DIRECTIVE: Copy each of the following rows word for word.

___

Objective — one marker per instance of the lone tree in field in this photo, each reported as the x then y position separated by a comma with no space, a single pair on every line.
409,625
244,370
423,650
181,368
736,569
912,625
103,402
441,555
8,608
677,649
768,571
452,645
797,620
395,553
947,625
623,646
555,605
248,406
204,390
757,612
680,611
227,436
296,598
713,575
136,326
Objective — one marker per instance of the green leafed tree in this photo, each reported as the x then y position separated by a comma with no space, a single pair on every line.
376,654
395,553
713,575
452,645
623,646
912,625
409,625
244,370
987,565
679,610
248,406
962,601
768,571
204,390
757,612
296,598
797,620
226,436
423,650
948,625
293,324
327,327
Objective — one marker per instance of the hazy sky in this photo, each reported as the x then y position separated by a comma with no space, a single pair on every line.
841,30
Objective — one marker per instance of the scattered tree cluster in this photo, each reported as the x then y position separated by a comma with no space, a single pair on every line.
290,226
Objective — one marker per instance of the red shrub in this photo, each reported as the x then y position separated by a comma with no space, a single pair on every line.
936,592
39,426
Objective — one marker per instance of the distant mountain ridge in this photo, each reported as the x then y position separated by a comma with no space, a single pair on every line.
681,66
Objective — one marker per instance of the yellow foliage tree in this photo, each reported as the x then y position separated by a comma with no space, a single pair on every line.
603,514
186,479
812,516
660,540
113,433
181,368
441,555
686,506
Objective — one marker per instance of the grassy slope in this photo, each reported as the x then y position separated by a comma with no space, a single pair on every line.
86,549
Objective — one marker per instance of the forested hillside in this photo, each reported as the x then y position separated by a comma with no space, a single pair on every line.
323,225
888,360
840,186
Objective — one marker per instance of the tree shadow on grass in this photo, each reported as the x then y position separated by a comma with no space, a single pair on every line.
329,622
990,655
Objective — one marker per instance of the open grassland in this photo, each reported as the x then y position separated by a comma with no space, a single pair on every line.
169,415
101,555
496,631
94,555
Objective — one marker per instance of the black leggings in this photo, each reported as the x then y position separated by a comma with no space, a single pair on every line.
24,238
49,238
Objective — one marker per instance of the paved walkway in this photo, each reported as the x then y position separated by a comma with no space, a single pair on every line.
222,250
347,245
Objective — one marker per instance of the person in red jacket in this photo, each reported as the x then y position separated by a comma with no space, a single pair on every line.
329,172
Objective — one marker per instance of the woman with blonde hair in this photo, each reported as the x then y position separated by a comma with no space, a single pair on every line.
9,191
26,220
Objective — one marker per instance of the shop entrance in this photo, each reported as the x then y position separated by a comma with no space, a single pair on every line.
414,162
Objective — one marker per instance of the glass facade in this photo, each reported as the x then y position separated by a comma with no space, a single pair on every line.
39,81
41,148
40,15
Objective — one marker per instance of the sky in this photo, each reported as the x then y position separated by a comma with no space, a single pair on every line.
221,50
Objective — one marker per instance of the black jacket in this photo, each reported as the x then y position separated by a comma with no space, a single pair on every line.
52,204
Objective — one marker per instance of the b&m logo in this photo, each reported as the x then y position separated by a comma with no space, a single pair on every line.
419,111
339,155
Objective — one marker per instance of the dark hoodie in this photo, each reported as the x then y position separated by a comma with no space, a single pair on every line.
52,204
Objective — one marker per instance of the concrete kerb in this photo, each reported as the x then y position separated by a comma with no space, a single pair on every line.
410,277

___

COMPLETE OUTPUT:
Objective — one marker per instance of the lone tree in field in this photo, each reported as the x then y position separated by a comma with no space, a single pair on every line.
409,625
244,370
423,650
181,368
736,569
912,625
103,402
441,555
8,608
677,649
768,571
452,645
797,620
395,553
947,625
623,646
555,605
248,406
204,390
757,612
680,611
227,436
296,598
713,575
136,326
Objective — one marker per instance of the green leafed tree in this photo, each reported as the x then y position separated by a comma with no space, a single pair on every line.
376,654
395,553
713,575
452,645
623,646
912,625
409,625
244,370
987,565
679,610
248,406
962,601
768,571
204,390
757,612
296,598
797,620
226,436
423,650
948,625
293,324
327,327
Objective — one marker per instance of the hazy sky in this photo, each reported as the x then y position separated by a comma with no space, a single pair on every line.
841,30
Objective — one marker per instance of the scattered tree cluster in this photo, each reported as the x then y position separated by a comma with no space, a single pair on every line.
290,226
Objective — one marker per instance of the red shrub in this photo, each reported as the x then y position separated by a comma with no space, a single pair on every line.
936,592
39,426
Objective — one marker per instance of the distant mountain ridge in this photo, each reported as the x then y position separated by a comma with no space, a single pair on every line.
681,66
Objective — one marker per instance of the yellow foliage tree in this photo, each reported as the x then y position separated by a comma with no space, a single pair on every line.
603,514
186,479
812,516
660,540
113,433
181,368
441,555
686,506
Objective — one marker per instance of the grassy slope in this photo, each reported as the x then y position separated by a comma with no space, a single pair on every line.
86,549
Objective — one marker per instance of the forested hillside in this photo, each reported as the x then y position separated by a comma with no space, a single pair on every line.
323,225
888,360
840,186
Objective — one marker per instance of the tree shadow on grass in this photo, each reported as the x then y position separated by a comma with no space, a single pair on every line.
329,622
990,655
Objective — one marker per instance of the open grassland in this photo, each reported as the x then y position separated by a comma with no space, a single pair on every line.
169,415
101,555
496,631
94,555
Objective — one marker per instance of the black leggings in this photo, each reported as the x then y position separated by a comma with no space, a single pair on every line.
24,238
49,238
Objective — one marker per instance of the paved walkway in this photo, each reported as the x then y position separated by a comma with no space, a single pair on every line.
222,250
347,245
Objective — one marker per instance of the person in red jacket in this photo, each reported as the x then y position separated by a comma with no space, a single pair on every line.
329,172
Objective — one marker per instance of the woman with blonde hair in this photo, each reported as the x then y position separated by a comma with no space, a single pair on every line.
9,191
26,220
Objective — one marker per instance of the shop entrance in this photo, each reported as the x then y position separated by a comma with no space, a single pair on every line.
414,162
Objective — one marker per instance of the glass facade in this photo, each reported as the x then y position separated by a comma with no space, a single pair on every line.
39,81
41,148
40,15
Objective — one marker per instance of the sky in this photo, each reported as the x then y position separated by a comma with no space, a single pair on every line.
221,50
Objective — one marker per instance of the black jacket in this photo, each reported as the x then y position separated by a comma with no space, a single pair on every line.
52,204
Objective — one marker per instance of the b&m logo in this photo, each reported as the x then y position separated by a comma with no space, a single pair on every line.
419,111
339,155
Objective — one marker per instance of the dark hoodie in this photo, each reported as the x then y position separated by a comma with no space, a single pair on every line.
52,204
Objective — one marker per instance of the concrete kerb in this photo, each reported as the x then y position separated by a comma with no space, a single pair on every line.
410,277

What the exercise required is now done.